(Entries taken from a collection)
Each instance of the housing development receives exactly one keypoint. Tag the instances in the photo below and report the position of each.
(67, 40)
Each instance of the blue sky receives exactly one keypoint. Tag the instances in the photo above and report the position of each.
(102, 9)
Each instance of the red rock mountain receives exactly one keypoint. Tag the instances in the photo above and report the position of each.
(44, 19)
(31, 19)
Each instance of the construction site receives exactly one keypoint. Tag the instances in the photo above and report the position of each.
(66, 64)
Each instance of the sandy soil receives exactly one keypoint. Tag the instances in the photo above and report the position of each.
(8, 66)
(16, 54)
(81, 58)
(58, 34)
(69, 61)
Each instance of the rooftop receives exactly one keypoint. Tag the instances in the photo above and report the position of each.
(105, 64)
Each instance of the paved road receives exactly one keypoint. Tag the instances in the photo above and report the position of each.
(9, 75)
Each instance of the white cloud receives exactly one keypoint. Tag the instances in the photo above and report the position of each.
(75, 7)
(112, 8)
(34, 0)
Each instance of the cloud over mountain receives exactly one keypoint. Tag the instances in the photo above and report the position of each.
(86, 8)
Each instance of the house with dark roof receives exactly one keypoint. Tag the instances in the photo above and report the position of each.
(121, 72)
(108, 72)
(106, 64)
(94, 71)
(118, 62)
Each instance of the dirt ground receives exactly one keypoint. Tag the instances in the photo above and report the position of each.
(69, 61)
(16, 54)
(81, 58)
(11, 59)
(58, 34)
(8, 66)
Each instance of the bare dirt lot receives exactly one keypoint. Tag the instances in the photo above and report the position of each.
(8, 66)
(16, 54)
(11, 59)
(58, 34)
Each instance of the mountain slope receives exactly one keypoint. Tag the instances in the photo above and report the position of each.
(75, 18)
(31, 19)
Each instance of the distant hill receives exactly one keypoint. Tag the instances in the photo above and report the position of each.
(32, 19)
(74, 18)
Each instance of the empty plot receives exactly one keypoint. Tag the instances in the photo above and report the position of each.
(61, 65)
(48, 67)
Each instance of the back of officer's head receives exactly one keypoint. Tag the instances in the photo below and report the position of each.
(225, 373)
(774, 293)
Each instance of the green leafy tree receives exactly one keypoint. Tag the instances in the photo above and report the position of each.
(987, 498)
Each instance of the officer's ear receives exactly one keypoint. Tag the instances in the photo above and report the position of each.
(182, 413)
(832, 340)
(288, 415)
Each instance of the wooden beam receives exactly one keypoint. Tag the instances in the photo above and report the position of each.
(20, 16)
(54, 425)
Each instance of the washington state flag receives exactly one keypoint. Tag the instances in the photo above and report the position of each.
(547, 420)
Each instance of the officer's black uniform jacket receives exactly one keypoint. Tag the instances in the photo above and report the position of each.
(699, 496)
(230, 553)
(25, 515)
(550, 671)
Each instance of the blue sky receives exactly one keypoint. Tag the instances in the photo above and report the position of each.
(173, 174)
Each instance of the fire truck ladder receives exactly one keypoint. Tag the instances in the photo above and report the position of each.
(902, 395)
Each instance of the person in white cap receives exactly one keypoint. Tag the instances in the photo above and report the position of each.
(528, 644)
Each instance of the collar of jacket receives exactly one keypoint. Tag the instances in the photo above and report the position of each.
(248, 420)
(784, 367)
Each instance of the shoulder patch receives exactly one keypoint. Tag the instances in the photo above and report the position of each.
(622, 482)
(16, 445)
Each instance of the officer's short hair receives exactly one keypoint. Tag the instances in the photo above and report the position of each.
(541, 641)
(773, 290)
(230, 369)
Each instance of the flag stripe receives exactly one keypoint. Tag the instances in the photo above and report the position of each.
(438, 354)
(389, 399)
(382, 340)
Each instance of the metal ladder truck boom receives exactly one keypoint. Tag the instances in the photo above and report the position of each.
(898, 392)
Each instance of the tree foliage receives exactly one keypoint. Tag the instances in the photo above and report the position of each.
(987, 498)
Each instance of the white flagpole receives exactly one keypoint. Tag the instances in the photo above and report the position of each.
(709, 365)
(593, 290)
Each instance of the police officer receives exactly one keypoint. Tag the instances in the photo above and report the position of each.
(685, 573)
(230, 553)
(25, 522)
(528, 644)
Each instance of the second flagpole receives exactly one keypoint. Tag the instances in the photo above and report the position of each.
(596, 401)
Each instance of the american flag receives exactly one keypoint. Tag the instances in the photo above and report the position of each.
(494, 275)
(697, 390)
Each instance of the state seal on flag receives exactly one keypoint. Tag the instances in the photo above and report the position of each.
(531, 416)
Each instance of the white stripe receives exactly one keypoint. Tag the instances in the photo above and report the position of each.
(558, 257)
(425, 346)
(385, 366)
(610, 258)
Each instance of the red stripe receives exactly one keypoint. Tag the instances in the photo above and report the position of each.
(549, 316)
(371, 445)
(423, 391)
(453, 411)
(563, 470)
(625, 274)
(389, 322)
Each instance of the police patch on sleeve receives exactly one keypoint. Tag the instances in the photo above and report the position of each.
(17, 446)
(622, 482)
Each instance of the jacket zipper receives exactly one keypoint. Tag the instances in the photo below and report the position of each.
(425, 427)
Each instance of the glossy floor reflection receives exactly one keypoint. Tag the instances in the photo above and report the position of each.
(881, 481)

**Exercise objective**
Can you rename "keypoint" to "marker" throughout the listing above and reproduce it with everything else unchanged?

**The reply**
Each instance of the housing development receives exactly one marker. Tag the instances in the photo below and report the position of each.
(67, 40)
Each instance of the blue sky receives exactly one marker. Tag the instances in the photo above and report the position of each.
(102, 9)
Each instance of the red rock mountain receives exactly one marker. Tag the instances in the photo above and report the position of each.
(44, 19)
(31, 19)
Each instance of the construction site receives exactly one marker. Tag the instances in the photo above and report the position of each.
(66, 64)
Each instance of the sandy soil receives exactly one marker. Tag the instances in the photo above and report the position of each.
(8, 66)
(16, 54)
(81, 58)
(58, 34)
(69, 61)
Each instance of the rooftop receives exactly one marker. Tag the instances in the photo above and report the position of each.
(105, 64)
Each instance of the paved road receives exactly one marker. Tag the instances in the photo above and report the position of each.
(9, 75)
Each instance of the white cloud receives exactly one marker. Tag the instances in the photo above and report the position of each.
(75, 7)
(112, 8)
(34, 0)
Each instance of the cloud over mountain receives exactly one marker. Tag the instances in the photo above and report the position of each.
(86, 8)
Each instance of the house with dark roof receives exactly one marker. Tag the instances in the photo above and report the position of each.
(121, 72)
(108, 72)
(106, 64)
(94, 71)
(118, 62)
Each instance of the dirt ground receives exactly one marker. Tag the instances in the photo above and report the position of each.
(69, 61)
(16, 54)
(81, 58)
(11, 59)
(58, 34)
(8, 66)
Each instance of the bare dirt lot receives exactly one marker. Tag the instances in the photo above and report the position of each.
(8, 66)
(16, 54)
(11, 59)
(58, 34)
Each instance of the mountain slope receives exactly one marker. Tag the instances in the photo above and report the position of each.
(75, 18)
(31, 19)
Each instance of the distant hill receives exactly one marker. Tag the instances in the photo above and report the position of each.
(32, 19)
(74, 18)
Each instance of the empty plot receives exactly one marker. Tag the instances in the photo above and report the position of each.
(61, 65)
(48, 67)
Each instance of the back of officer's head receives exactly one marker. Tag the instances in the photo below and report the position of each.
(225, 373)
(774, 293)
Each instance of the green leafy tree receives exactly one marker. Tag the instances in the photo above and report the position of each.
(987, 498)
Each instance of the officer's ear receives exactly one marker. Tag the instances in the photo above and report the position of each.
(182, 413)
(832, 340)
(288, 415)
Each instance of the wooden beam receives exactly one marker. Tag the instances in the photo above and report the position of each.
(20, 16)
(54, 425)
Each instance of the washington state flag receives exactly one marker. Tag the instances in the photo above and report the position of each.
(547, 420)
Each instance of the officer's black uniform jacket receives exactly one marker. Tag the instances in the photo above and report the position of each.
(699, 496)
(230, 553)
(25, 515)
(550, 671)
Each instance of the blue sky receives exactly one marker. Tag the instances in the photo above and report the position of each.
(173, 174)
Each instance of the fire truck ladder receives exactly one marker. Tag the instances in the photo above and report the position of each.
(902, 395)
Each instance of the person in white cap receives exactly one marker. Tag the instances in the photo above and report the position of each.
(528, 644)
Each instance of the collar of jacket receives exactly one marker. Tag the instances in the photo above and report the position of each.
(248, 420)
(784, 367)
Each instance of the shoulder patch receives exactly one marker. Tag the instances in the photo above and report the position of each.
(622, 482)
(16, 445)
Each instance of the officer's short hair receives exactly one marker. Tag the instances in the photo above and report the position of each.
(541, 641)
(773, 290)
(230, 369)
Each instance of the flag stripe receives exactly one marker. Tag the instances in the photo above and report the position of each.
(438, 354)
(389, 399)
(382, 340)
Each instance of the metal ladder truck boom receives exactly one marker. Tag the instances in the photo above and report the position of each.
(898, 392)
Each instance of the tree foliage receives exactly one marker. Tag the instances in the photo above and report the position of each.
(987, 498)
Each instance of the white flagpole receives exactly one marker. Tag the instances in the photo above and report the position of each.
(709, 365)
(593, 290)
Each instance of the police officer receives exactly one marker. Tag the instances in the photo above and report the position of each.
(685, 573)
(230, 553)
(25, 522)
(528, 644)
Each instance of the second flagpole receives exactly one marker. Tag the instances in the photo above and report the position of each.
(596, 401)
Each instance of the american flag receives exactly one marker. Tag the instances in the photo above and report the position of each.
(494, 275)
(697, 390)
Each instance of the state seal on flag receives exactly one marker. Tag the instances in the photo above and report the position of each.
(531, 416)
Each instance of the white stripe receives exactly one marker. Tag the instances in the photo above and report the position of each.
(558, 257)
(425, 346)
(385, 366)
(610, 258)
Each instance of the red stripe receives exactly one marker. Tag the instances in the photo above and report the position of each.
(549, 316)
(371, 445)
(423, 391)
(453, 411)
(563, 470)
(625, 274)
(389, 322)
Each instance of the police patch on sleeve receives exactly one marker. Tag the instances in the photo above and report the position of each.
(17, 446)
(622, 482)
Each instance of the jacket zipper receives exactly one marker. Tag the instances in the photo below and report the position of each.
(425, 427)
Each instance of the glossy floor reflection receives exactly one marker. Tag the instances in the photo above and report the position of each.
(881, 481)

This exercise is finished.